**Written problem 1**
In the Hamburg column, rewrite everything from "- By JOSÉ ABETO" down to "I answered, guardedly.", putting "Herbertstrasse" wherever "Reeperbahn" appears.
**Written problem 2**
Answer these questions from the Hamburg column:
(a) Who took the writer to the Reeperbahn in his first week in Hamburg?
(b) How many people passed the written part of the FSO exams?
(c) Which seat numbers did the couple have reserved on the train?

Manila Bulletin

Free & Hanseatic city Hamburg

- By JOSÉ ABETO ZAIDE gmail.com joseabetoz­aide@

“MR. Zaide, I see your are from Hamburg... What is the Reeperbahn?” Ambassador Joe Ira Plana, our assistant secretary for legal affairs, fired off the first question at our foreign service officers exam, even before my rump could settle on the seat.

“Mr. Ambassador,what you ask is an exercise in diplomacy. The Reeperbahn is ‘The World’s Hottest Mile’. It is where sailors and tourists go for entertainm­ent.” I answered, guardedly.

He didn’t let me off lightly, and pressed on: “Have you ever been there..?”

“I was there on my first week in Hamburg, Sir. My Consul General, Minister Cecilio Espejo, took us there together with visiting VIPS. It is a place to visit in Hamburg, much as you would visit the Eiffel Tower if you were in Paris.”

We were 18 who passed the written part of the FSO exams; and we would be grilled by the Inquisitio­n. After parrying Ambassador Plana’s minefield questionin­g, the rest of the FSO oral exams was a waltz. The panel would serve, and I would volley.

*** Hamburg was my first foreign posting; where I began as foot soldier and made the officers’ grade. As a junior vice consul, I did passport and visa service and assistance to nationals. Of the latter, I must have done all the spiritual and temporal acts of mercy... except to clothe the naked. (Remember, the Reeperbahn?)

*** Fast-forward to today. Much high water had passed and ebbed at the Elbe River when Meng and I returned many decades after to visit Hamburg last week. Our son Jamil booked us on the train from Frankfurt to Hamburg. We took the platform nr. 8 which said that the next train was our ICE 938 to Hamburg, waited for it to check in at clockwork precision, and climbed the wagon to our reserved seats nrs. 33 and 35. Later a lady passenger asked about the seats, but my wife Meng showed her our ticket and seat reservatio­ns.

The train had started off when the lady returned, again claiming our seats. She said that this train was going to Vienna. (Could the trainload of passengers all be wrong, and just Meng and me, right?) Whether it was our gastarbite­r Deutsch or our regressive auditory facility, we missed the announceme­nt that the train to Hamburg would be 12 minutes late and another train to Vienna was loading on platform Nr. 8 instead.

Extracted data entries
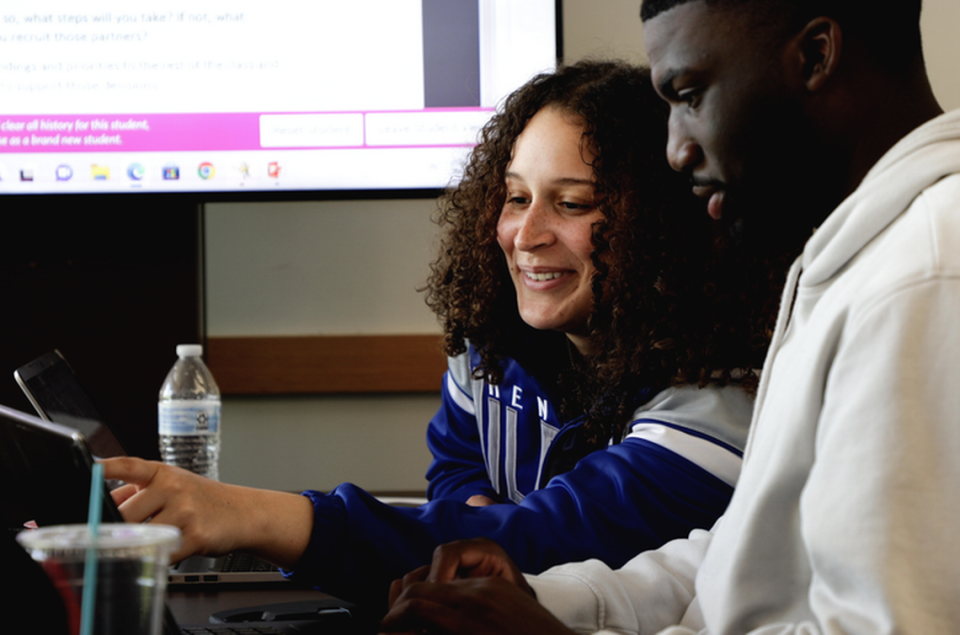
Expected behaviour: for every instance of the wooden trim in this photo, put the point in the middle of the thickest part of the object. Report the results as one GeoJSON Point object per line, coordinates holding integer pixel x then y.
{"type": "Point", "coordinates": [328, 364]}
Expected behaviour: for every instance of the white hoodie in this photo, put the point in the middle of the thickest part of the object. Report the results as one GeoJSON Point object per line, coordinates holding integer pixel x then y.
{"type": "Point", "coordinates": [846, 518]}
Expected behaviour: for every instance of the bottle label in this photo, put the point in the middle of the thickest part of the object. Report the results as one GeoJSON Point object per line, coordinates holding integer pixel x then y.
{"type": "Point", "coordinates": [189, 417]}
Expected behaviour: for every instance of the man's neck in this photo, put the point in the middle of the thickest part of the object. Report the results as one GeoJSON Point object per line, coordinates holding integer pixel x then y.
{"type": "Point", "coordinates": [888, 112]}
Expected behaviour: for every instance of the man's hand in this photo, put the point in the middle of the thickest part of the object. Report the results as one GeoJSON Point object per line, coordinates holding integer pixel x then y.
{"type": "Point", "coordinates": [472, 586]}
{"type": "Point", "coordinates": [468, 606]}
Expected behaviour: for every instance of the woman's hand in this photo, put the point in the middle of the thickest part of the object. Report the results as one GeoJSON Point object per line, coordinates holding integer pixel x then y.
{"type": "Point", "coordinates": [214, 518]}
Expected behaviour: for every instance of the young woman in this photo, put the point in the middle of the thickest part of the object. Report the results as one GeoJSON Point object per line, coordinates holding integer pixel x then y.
{"type": "Point", "coordinates": [600, 359]}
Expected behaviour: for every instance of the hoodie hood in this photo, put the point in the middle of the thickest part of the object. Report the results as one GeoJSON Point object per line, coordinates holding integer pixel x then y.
{"type": "Point", "coordinates": [920, 159]}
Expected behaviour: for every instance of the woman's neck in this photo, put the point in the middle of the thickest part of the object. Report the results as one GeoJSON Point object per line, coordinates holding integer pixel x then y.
{"type": "Point", "coordinates": [580, 342]}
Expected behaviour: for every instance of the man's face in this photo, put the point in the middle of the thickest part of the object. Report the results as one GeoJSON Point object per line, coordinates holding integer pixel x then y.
{"type": "Point", "coordinates": [736, 123]}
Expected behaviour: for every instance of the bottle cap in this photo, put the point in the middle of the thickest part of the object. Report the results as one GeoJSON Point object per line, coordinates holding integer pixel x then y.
{"type": "Point", "coordinates": [189, 350]}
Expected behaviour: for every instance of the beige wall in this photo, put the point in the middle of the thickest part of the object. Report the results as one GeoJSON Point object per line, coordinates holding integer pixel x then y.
{"type": "Point", "coordinates": [353, 267]}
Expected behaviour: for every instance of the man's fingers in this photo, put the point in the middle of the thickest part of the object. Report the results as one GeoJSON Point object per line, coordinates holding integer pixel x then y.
{"type": "Point", "coordinates": [397, 586]}
{"type": "Point", "coordinates": [469, 559]}
{"type": "Point", "coordinates": [414, 613]}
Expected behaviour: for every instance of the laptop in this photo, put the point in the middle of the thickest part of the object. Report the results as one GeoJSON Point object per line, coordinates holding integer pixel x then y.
{"type": "Point", "coordinates": [45, 472]}
{"type": "Point", "coordinates": [56, 394]}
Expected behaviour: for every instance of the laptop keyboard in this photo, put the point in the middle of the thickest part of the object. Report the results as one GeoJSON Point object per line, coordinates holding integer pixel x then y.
{"type": "Point", "coordinates": [226, 629]}
{"type": "Point", "coordinates": [233, 562]}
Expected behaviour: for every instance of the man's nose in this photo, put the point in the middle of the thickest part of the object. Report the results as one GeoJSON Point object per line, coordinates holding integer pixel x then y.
{"type": "Point", "coordinates": [683, 152]}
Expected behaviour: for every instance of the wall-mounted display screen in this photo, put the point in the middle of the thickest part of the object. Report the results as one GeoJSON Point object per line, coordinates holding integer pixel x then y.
{"type": "Point", "coordinates": [232, 96]}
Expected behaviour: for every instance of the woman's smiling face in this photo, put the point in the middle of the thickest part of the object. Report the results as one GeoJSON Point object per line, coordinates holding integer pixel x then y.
{"type": "Point", "coordinates": [546, 225]}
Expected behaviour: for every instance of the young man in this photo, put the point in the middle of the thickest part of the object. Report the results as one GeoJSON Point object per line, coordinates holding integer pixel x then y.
{"type": "Point", "coordinates": [844, 520]}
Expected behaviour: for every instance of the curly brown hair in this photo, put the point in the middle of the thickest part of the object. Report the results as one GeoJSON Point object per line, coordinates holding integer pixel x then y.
{"type": "Point", "coordinates": [671, 307]}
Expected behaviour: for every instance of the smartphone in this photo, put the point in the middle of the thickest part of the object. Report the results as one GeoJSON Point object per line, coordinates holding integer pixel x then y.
{"type": "Point", "coordinates": [56, 394]}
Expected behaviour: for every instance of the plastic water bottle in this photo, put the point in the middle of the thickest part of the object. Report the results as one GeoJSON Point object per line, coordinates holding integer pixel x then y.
{"type": "Point", "coordinates": [189, 414]}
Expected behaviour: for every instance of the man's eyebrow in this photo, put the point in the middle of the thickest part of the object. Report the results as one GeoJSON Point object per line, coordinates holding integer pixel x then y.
{"type": "Point", "coordinates": [665, 85]}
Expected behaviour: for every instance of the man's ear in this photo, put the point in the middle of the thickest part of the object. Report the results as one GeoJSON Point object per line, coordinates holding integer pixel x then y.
{"type": "Point", "coordinates": [820, 46]}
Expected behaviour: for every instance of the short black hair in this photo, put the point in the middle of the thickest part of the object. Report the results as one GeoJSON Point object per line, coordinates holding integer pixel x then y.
{"type": "Point", "coordinates": [890, 29]}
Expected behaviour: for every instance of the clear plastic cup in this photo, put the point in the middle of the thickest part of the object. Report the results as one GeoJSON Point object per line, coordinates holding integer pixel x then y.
{"type": "Point", "coordinates": [131, 562]}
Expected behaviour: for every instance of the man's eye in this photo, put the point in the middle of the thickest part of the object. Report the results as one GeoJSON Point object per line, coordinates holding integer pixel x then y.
{"type": "Point", "coordinates": [689, 95]}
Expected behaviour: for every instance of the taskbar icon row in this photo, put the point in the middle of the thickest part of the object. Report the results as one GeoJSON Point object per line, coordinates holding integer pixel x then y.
{"type": "Point", "coordinates": [135, 172]}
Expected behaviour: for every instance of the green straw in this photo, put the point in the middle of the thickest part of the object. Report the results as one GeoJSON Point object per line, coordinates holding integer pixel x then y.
{"type": "Point", "coordinates": [87, 607]}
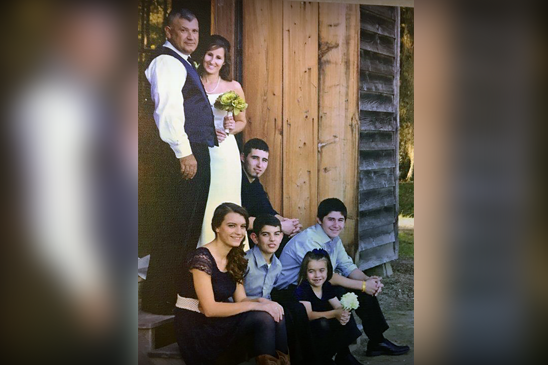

**Written reply 1**
- By JOSÉ ABETO ZAIDE gmail.com joseabetoz­aide@

“MR. Zaide, I see your are from Hamburg... What is the Herbertstrasse?” Ambassador Joe Ira Plana, our assistant secretary for legal affairs, fired off the first question at our foreign service officers exam, even before my rump could settle on the seat.

“Mr. Ambassador,what you ask is an exercise in diplomacy. The Herbertstrasse is ‘The World’s Hottest Mile’. It is where sailors and tourists go for entertainm­ent.” I answered, guardedly.

**Written reply 2**
(a) His Consul General, Minister Cecilio Espejo.
(b) 18.
(c) Seats 33 and 35.